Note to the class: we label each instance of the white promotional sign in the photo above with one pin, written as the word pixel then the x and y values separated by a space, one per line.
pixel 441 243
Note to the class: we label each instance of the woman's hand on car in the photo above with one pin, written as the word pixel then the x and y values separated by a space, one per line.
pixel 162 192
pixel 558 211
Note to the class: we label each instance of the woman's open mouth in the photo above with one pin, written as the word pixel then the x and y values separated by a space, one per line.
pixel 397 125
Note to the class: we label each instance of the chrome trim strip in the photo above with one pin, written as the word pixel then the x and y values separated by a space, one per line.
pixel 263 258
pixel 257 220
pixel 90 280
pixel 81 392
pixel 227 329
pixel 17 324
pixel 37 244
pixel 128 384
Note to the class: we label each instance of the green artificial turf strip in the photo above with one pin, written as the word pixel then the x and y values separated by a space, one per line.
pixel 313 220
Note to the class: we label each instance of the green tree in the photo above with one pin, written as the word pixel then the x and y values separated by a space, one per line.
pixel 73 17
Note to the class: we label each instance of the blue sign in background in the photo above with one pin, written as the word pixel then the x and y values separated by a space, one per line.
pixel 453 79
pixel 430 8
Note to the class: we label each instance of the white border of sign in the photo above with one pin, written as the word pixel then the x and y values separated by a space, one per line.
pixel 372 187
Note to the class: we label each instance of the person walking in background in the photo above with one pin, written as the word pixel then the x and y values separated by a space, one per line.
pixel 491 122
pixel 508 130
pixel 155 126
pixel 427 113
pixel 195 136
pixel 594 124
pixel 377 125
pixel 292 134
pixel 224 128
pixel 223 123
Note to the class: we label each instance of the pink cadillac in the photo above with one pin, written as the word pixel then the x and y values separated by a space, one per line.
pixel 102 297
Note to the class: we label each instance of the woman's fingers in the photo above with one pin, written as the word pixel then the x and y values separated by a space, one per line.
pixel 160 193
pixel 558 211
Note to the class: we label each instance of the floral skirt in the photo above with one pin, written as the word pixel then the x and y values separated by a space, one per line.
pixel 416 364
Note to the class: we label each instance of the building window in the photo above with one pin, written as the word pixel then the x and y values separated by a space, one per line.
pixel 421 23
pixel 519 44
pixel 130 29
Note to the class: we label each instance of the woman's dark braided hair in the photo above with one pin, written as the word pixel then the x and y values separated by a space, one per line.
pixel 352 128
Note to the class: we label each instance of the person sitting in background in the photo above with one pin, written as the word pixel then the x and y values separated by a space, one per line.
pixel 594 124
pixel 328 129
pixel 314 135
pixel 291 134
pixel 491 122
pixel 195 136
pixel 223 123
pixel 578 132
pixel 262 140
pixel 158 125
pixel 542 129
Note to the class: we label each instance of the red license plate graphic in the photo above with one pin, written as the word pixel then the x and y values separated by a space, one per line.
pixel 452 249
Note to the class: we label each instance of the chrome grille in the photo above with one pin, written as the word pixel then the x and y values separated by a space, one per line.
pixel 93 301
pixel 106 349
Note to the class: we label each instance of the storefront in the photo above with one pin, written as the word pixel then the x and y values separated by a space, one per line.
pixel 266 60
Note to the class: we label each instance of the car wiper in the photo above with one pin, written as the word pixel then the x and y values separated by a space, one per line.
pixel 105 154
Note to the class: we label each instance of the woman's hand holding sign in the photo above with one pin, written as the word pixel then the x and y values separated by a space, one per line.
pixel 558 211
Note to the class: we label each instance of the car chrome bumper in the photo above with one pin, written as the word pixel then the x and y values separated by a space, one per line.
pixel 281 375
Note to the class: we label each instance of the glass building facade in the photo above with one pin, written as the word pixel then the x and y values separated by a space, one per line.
----
- What you need to do
Set down the full listing once more, exactly as written.

- Response
Note to the class: we label each instance of the white promotional sign in the photo above with one pin, written as the word pixel then the x and y values separated by a space, one per line.
pixel 441 243
Note to the class: we label each instance of the woman's hand on car in the photo above with one pin, written as the word pixel then the x and y values separated by a space, one per line.
pixel 162 192
pixel 558 211
Note to the class: we label each instance of the woman's open mouth in the photo above with one pin, written as the word pixel then the x and y values separated by a space, one per line.
pixel 397 125
Note to the class: we label each instance of the chrome trim strip in the photo above with one pin, written as the word pixel then the x and y values separated by a space, one per line.
pixel 263 258
pixel 257 220
pixel 90 280
pixel 81 392
pixel 227 329
pixel 17 324
pixel 37 244
pixel 128 384
Note to the class: we label each instance of the green artificial turf strip in the photo above with one pin, written as the word pixel then the x and y values separated by a space, one per line.
pixel 313 220
Note to the class: we label each instance of the green tree in the photo above with one pin, written as the word pixel then the x and y values separated by a space, one per line.
pixel 73 17
Note to the class: we label each instance of the blue sign in background in the photo above with one pin, written as the word pixel then the x and y values separated by a space, one per line.
pixel 453 79
pixel 430 8
Note to the class: we label each instance of the white border of sign in the photo above with one pin, written as the word pixel then the x and y values separated by a space, one per line.
pixel 372 187
Note to the class: we label each instance of the person walking in background in the photo above with one pin, written as the word pixel then the x and y values separated by a space, one per line.
pixel 491 122
pixel 508 130
pixel 155 126
pixel 427 113
pixel 195 136
pixel 594 124
pixel 377 125
pixel 292 134
pixel 224 128
pixel 223 123
Note to the class: we label each instance of the pink cadillac in the photo above with one pin, written as the word pixel then the x and y values separated by a space, one per line.
pixel 102 297
Note to the class: we label each instance of the woman's fingers in the photo above with one pin, written as the word pixel then the x and y values separated by a space, one per line.
pixel 160 193
pixel 558 211
Note to the class: we label each instance of the floral skirt in the photo above with one pin, written as the word pixel then the x and y values separated by a space, one per line.
pixel 416 364
Note to the class: we label each instance of the building window in the photo above with one pin, written as the word pixel then the x and y values separated by a space, one per line.
pixel 421 23
pixel 519 44
pixel 130 29
Note to the class: we label each instance of the woman's dark braided hair in the photo above with one pin, written as the word pixel then the x and y values separated by a space, one per line.
pixel 352 128
Note to the class: we label each instance of the person sitting in background in the photo above with one pin, written as the word pixel then the x and y values separated by a space, one per line.
pixel 594 124
pixel 328 129
pixel 314 135
pixel 291 134
pixel 491 122
pixel 195 136
pixel 223 123
pixel 578 132
pixel 262 140
pixel 158 125
pixel 542 129
Note to the class: we label each instance of the red license plate graphic in the photo above with one pin, written as the word pixel then the x and y values separated by a space, one per line.
pixel 452 249
Note to the class: we label each instance of the chrome grille in the photo above with one pin, written as the word pixel then the x and y values separated by a space, one per line.
pixel 93 301
pixel 106 349
Note to the class: we label each instance of the storefront in the photo above with one pin, written as the word pixel then the x and y values separated by a space, one per line.
pixel 266 60
Note to the class: we label each instance of the car wiper in the photo above with one pin, written as the word pixel then the x and y values separated by a space, one per line.
pixel 105 154
Note to the class: we label each instance of the woman's hand holding sign in the photo above with one pin, written as the word pixel then the x and y values separated by a space, one per line.
pixel 558 211
Note to the class: we label each instance of the car chrome bumper in the photo above with one pin, written as the word pixel then the x and y values separated by a space, one per line.
pixel 281 375
Note to the class: we label each instance of the glass building facade in the photo above with one pin, written as the word pixel then the x and y values separated by a space, one per line.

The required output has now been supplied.